The exercise | Scale the data from the line that contains "pink bonnet hat" through the end of the data, both ends included. Reproduce every line, requests as well, but multiply each x and y coordinate in the answers by 1.85 and round it to a whole number, rounding halves up.

Exercise materials |
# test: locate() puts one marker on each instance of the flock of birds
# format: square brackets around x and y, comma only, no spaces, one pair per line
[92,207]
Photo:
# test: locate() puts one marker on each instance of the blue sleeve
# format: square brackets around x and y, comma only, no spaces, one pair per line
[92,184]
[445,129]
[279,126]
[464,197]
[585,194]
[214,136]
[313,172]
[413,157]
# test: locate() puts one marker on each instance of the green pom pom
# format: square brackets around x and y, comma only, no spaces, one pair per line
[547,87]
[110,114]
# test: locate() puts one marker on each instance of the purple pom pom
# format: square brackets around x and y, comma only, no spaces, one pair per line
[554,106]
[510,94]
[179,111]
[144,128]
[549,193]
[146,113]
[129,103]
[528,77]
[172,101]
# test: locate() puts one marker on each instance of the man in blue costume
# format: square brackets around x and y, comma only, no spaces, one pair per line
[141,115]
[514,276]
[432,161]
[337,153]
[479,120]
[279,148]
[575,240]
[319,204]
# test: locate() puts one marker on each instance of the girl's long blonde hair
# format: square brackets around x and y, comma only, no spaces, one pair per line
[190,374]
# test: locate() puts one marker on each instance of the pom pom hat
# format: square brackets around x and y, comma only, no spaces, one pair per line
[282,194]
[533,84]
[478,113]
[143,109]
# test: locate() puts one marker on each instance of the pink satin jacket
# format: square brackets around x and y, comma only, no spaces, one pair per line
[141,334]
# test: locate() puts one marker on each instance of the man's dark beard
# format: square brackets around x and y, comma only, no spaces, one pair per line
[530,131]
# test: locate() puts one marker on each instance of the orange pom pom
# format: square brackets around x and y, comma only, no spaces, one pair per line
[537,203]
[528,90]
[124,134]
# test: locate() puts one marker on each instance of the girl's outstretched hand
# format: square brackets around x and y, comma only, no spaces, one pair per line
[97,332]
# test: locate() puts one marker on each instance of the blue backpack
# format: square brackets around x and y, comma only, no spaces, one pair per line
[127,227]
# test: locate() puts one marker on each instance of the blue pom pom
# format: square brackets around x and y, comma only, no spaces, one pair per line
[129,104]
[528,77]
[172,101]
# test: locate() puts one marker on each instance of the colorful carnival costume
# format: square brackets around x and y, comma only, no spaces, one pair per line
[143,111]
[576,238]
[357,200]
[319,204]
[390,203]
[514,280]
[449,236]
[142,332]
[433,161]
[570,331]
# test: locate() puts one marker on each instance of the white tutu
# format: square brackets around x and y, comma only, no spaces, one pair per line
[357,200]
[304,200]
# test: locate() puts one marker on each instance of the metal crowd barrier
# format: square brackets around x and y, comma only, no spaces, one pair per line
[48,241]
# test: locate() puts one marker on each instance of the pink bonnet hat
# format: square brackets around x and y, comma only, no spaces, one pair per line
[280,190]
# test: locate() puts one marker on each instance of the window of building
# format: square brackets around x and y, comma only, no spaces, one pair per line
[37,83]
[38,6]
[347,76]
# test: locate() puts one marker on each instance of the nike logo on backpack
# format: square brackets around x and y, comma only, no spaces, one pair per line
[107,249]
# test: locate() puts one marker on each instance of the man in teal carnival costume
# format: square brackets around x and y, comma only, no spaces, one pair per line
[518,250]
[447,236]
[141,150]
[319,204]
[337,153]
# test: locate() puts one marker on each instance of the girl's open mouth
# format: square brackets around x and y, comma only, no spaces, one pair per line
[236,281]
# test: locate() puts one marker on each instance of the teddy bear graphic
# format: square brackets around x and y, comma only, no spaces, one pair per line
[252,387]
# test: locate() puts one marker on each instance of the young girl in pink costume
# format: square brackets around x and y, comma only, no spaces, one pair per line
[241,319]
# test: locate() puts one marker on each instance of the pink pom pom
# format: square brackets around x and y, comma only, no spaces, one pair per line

Solution for this exercise |
# test: locate() puts one marker on each instance of the pink bonnet hat
# format: square brackets around x and y, comma only, no spaces, one pair per line
[518,352]
# test: locate() puts one marker on each instance of the window of building
# format: square brackets around x and y, comma only, no spaces, one pair per line
[68,154]
[70,11]
[642,141]
# test: locate() puts one marker on each instance of the nike logo on backpack
# format: square brackets around x and y, comma only, no spaces, one pair per line
[198,461]
# test: locate() puts one marker on each instance of the man in teal carnival costume
# format: square brackets around x and y, comma only, no spaces, one pair per line
[958,463]
[827,437]
[261,278]
[590,377]
[623,283]
# test: locate() puts one marker on each instance of the girl's open mouth
# format: square brackets around x and y, comma only, no spaces, one pair per line
[437,520]
# test: locate() puts one marker on each instance of the teddy bear graphic
# format: square brackets around x and y, comma only, no spaces, one pair per line
[466,716]
# test: locate() puts one marker on each instance of the young girl in pink costume
# format: square brackets around x and y, comma only, no spaces, one pair per line
[446,590]
# test: locate() puts one marker on each instance of the pink pom pom
# format: square brackets around x and y, comma only, no spaces, one pair per line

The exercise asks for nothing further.